In this paper, we provide a novel type of TCF consisting of functionalized submicron-sized reduced graphite oxide (μRGO) and multiwalled carbon nanotubes (MWNTs). This film can display excellent conductivity and transmittance because: (i) μRGO has a so small size that can fill up the pores of MWNTs partly. (ii) An edge-decorated structure of μRGO make MWNT prefer to contact with the edge of μRGO and strong hydrogen bonds form between μRGO and MWNTs. The edge-decorated structure is based on grafting of N-methyl-pyrrolidone (NMP) molecules onto the edge of μRGO by ball-milling. Therefore hydrogen bonds form between NMP molecules on the μRGO flakes and –COOH or –OH groups on the MWNTs. Owing to these two reasons, our film shows a moderately low sheet resistance of 152 Ω per square at 84% transmittance.

--------------------------------

**PROMPT A:**
Summarize the passage on the graphite oxide and nanotube film in two sentences.
The text and the records are unrelated to each other.

--------------------------------

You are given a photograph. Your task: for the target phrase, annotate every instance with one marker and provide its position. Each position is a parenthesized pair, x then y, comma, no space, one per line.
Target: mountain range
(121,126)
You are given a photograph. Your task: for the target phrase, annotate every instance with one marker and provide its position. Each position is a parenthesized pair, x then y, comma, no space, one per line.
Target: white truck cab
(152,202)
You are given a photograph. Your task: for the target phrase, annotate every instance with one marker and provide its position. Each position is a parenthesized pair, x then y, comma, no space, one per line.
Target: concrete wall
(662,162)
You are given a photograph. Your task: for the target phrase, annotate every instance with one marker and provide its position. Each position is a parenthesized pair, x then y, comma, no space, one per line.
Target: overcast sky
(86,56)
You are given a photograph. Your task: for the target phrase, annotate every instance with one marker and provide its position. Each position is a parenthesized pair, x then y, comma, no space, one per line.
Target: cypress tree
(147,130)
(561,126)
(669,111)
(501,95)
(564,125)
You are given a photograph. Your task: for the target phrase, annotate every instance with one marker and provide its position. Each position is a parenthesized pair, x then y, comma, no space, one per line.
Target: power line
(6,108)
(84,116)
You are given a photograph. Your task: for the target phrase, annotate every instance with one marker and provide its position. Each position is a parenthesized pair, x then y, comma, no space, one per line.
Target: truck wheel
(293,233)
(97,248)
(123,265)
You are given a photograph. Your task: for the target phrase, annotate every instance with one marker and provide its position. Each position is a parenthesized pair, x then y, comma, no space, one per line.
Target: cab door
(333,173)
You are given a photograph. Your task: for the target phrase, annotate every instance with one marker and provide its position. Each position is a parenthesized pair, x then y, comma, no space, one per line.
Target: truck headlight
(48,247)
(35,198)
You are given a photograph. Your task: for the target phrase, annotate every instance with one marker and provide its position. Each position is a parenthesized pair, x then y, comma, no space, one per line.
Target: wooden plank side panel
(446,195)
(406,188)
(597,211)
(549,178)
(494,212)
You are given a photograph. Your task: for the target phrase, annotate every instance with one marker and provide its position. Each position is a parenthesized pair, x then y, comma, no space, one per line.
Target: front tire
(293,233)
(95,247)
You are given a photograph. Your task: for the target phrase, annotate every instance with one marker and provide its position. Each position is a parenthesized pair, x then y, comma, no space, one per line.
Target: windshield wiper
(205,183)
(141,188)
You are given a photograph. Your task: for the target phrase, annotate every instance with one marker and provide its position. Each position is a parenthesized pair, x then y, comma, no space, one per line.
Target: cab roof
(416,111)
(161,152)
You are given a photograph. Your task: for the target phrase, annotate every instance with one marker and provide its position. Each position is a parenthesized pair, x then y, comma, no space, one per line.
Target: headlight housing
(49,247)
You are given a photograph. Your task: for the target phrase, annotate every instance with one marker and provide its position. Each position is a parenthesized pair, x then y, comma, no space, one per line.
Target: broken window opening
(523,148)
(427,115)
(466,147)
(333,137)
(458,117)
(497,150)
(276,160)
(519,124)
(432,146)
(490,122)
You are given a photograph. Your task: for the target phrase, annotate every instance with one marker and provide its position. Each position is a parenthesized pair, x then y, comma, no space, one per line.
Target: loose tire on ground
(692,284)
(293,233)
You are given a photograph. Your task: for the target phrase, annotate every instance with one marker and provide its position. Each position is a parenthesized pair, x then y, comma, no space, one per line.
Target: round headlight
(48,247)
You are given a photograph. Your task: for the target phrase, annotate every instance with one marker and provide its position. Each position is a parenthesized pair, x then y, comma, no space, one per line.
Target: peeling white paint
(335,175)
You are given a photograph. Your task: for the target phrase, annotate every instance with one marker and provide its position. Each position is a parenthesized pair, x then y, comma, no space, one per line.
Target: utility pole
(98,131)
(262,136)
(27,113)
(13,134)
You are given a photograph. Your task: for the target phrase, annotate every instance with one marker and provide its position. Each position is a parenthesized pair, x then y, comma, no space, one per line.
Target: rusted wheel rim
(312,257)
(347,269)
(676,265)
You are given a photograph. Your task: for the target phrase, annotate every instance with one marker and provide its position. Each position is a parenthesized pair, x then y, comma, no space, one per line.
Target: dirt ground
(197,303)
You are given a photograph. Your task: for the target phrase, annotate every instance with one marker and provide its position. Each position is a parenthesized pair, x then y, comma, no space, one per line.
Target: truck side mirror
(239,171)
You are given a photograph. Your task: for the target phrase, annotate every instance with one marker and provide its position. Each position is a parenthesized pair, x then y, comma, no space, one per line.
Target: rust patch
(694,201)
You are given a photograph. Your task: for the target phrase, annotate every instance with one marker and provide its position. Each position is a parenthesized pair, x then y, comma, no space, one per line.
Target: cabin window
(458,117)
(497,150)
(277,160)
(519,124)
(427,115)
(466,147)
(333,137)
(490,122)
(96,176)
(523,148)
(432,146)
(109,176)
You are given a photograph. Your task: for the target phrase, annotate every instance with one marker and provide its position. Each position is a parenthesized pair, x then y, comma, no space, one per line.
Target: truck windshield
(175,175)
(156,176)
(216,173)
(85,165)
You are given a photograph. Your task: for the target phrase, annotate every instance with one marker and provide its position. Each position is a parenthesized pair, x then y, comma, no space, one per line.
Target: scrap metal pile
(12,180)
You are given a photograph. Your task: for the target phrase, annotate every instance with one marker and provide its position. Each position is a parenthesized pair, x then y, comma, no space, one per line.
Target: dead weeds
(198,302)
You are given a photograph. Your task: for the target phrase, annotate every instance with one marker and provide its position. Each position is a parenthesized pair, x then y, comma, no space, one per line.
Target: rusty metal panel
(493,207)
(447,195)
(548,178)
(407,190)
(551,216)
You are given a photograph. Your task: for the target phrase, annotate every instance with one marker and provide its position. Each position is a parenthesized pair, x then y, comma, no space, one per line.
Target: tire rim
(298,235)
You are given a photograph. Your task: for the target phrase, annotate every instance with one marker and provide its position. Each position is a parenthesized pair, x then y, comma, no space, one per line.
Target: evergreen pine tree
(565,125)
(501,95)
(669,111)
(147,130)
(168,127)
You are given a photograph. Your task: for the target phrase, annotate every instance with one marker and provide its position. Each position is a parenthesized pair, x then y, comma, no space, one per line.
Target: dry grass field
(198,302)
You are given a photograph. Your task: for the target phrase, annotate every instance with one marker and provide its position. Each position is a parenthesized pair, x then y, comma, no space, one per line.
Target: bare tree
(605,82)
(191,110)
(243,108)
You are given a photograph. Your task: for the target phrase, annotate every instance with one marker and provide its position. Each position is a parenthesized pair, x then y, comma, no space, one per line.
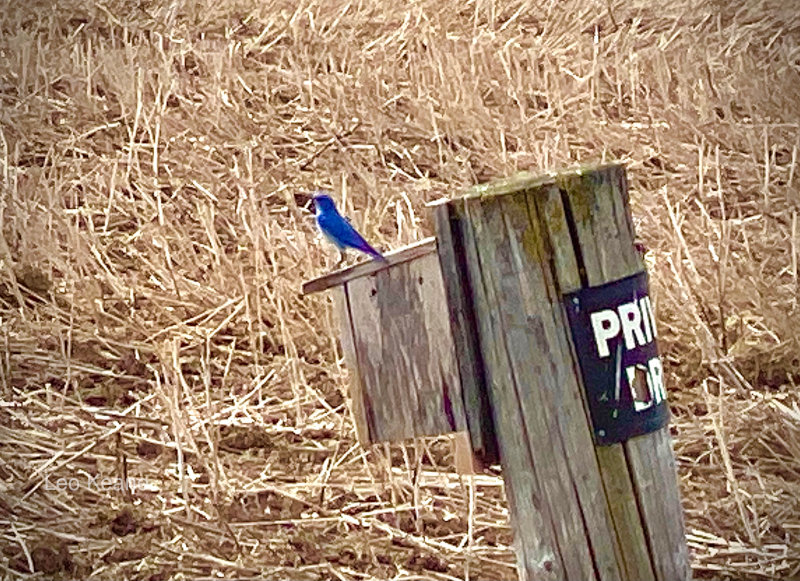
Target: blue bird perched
(338,229)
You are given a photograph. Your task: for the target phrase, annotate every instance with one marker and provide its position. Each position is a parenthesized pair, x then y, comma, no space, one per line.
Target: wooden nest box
(527,324)
(397,333)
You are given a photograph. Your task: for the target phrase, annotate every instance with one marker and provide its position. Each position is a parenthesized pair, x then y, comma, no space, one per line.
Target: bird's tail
(375,254)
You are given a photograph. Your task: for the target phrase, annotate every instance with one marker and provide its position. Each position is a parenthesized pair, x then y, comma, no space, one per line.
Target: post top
(343,275)
(521,181)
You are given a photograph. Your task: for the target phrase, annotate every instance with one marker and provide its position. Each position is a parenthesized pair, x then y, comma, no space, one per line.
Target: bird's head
(323,201)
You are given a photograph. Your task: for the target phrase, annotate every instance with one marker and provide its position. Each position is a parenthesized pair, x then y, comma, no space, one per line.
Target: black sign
(614,332)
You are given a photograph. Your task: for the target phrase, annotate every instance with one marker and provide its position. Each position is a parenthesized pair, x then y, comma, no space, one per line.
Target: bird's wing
(341,231)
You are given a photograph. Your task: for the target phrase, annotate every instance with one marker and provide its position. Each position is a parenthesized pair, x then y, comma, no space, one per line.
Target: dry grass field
(155,160)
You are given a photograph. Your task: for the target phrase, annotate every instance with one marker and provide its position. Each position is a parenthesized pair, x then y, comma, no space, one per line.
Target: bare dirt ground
(154,160)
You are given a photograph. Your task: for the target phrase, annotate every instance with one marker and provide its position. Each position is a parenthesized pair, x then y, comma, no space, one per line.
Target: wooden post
(509,252)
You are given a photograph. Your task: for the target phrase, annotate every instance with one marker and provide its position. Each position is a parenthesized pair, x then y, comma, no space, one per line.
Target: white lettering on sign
(654,382)
(634,320)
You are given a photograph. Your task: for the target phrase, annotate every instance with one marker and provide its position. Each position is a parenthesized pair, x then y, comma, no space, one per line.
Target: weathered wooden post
(531,328)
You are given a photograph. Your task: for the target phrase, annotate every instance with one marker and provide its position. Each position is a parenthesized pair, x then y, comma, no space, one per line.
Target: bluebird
(338,229)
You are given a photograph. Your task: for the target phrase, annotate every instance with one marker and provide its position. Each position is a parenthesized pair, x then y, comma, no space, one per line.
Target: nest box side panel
(405,365)
(356,400)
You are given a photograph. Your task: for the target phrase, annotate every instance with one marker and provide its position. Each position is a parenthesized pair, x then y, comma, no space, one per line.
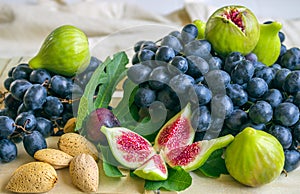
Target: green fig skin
(254,158)
(226,37)
(203,149)
(65,51)
(268,47)
(201,28)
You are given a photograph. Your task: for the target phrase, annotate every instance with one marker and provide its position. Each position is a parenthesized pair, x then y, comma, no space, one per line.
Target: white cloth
(110,26)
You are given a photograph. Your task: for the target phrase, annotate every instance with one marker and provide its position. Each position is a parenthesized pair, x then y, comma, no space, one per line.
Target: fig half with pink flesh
(130,149)
(193,156)
(177,132)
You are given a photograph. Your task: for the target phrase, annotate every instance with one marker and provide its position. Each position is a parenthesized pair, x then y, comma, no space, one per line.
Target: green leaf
(111,170)
(214,166)
(110,164)
(107,80)
(178,180)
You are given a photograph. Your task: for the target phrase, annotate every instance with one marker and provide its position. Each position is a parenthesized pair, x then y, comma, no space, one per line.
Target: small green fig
(268,47)
(65,51)
(201,28)
(254,157)
(232,28)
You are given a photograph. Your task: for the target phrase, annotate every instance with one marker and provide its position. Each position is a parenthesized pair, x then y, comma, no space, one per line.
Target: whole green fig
(65,51)
(268,47)
(254,157)
(232,28)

--------------------------------

**PROMPT B:**
Gather every line of the records that contains the string "post", treating uppercase and lowercase letters as distinct.

**WORKED SOLUTION A:**
The film combines functionalized submicron-sized reduced graphite oxide (μRGO) with multiwalled carbon nanotubes (MWNTs), and the small μRGO flakes partly fill the pores of the nanotubes. NMP molecules grafted onto the μRGO edges by ball-milling form hydrogen bonds with –COOH or –OH groups on the nanotubes, and the film shows a sheet resistance of 152 Ω per square at 84% transmittance.

**WORKED SOLUTION B:**
Target: post top
Target: wooden post
Target: weathered wooden post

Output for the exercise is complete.